#### [PROVIDED PASSAGE]

*****

Use this skill when the user asks to:

  • Polish, revise, or improve academic writing.
  • Improve clarity, coherence, concision, flow, or journal-ready tone.
  • Rewrite an abstract, paragraph, introduction, discussion, limitation, or conclusion.
  • Draft or refine responses to reviewers.
  • Organize peer-review comments or editorial feedback.
  • Improve academic English while preserving the user's meaning.

Do not use this skill for literature review, citation discovery, data analysis, journal selection, or generating new scientific claims unless the user separately asks for that workflow.

Core Rule

Never silently add intellectual content. Do not invent claims, mechanisms, citations, results, limitations, methods, implications, or author intent.

If meaning is unclear, flag the ambiguity and offer a conservative revision.

Context First

Before revising, collect missing context when it materially affects the edit. Ask only the questions needed for the current passage.

Useful context:

  • Field or discipline.
  • Document type: paper, thesis, abstract, rebuttal, review, editorial letter.
  • Target audience or journal level.
  • Section role: introduction, method, results, discussion, limitation, response to reviewer.
  • Intended meaning in plain language.
  • Desired edit strength: light polish, moderate rewrite, heavy restructure.
  • Tone: concise, formal, direct, diplomatic, assertive, cautious.
  • Terms, phrases, citations, or claims that must stay unchanged.

If the user already supplied enough context, proceed without asking.

*****

#### [DATASET EXCERPT]
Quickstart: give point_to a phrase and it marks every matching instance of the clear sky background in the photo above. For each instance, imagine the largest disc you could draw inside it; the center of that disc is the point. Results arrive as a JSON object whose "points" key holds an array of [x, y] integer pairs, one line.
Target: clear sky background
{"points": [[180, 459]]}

*****

#### [TO BE DONE]
Pick up the guidance on revising academic writing after its final sentence and continue it in the same style.

#### [EXERCISE ANSWER]
Revision Modes

Choose the smallest mode that solves the task:

  • Light polish: grammar, word choice, flow, and academic tone.
  • Clarity rewrite: restructures sentences to make the intended meaning easier to follow.
  • Concision: removes repetition, filler, and unnecessary hedging.
  • Coherence: improves paragraph order, transitions, and logical flow.
  • Reviewer response: makes responses specific, respectful, and action-oriented.
  • Peer-review feedback: organizes the user's notes into clear review comments without uploading or exposing confidential manuscript text beyond what the user provided.
  • Editorial feedback: turns decision notes into direct, respectful, actionable letters.

Output Format

For most polishing tasks, return:

**Polished Version**
[revised text]

**What Changed**
- [brief explanation of major edits]

**Meaning Check**
- Preserved: [key meaning preserved]
- Please verify: [any assumption or ambiguous point]

**Risk Flags**
- [invented-claim/citation/overstatement/ambiguity risks, or "None noticed"]

For very short requests, you may omit headings if a concise answer is better, but still preserve meaning and flag risks.

Style Principles

  • Prefer clear academic prose over ornate phrasing.
  • Preserve field-specific terminology unless the user asks to simplify jargon.
  • Keep claims calibrated: "suggests", "may", "is associated with", and "demonstrates" are not interchangeable.
  • Keep citations exactly as provided.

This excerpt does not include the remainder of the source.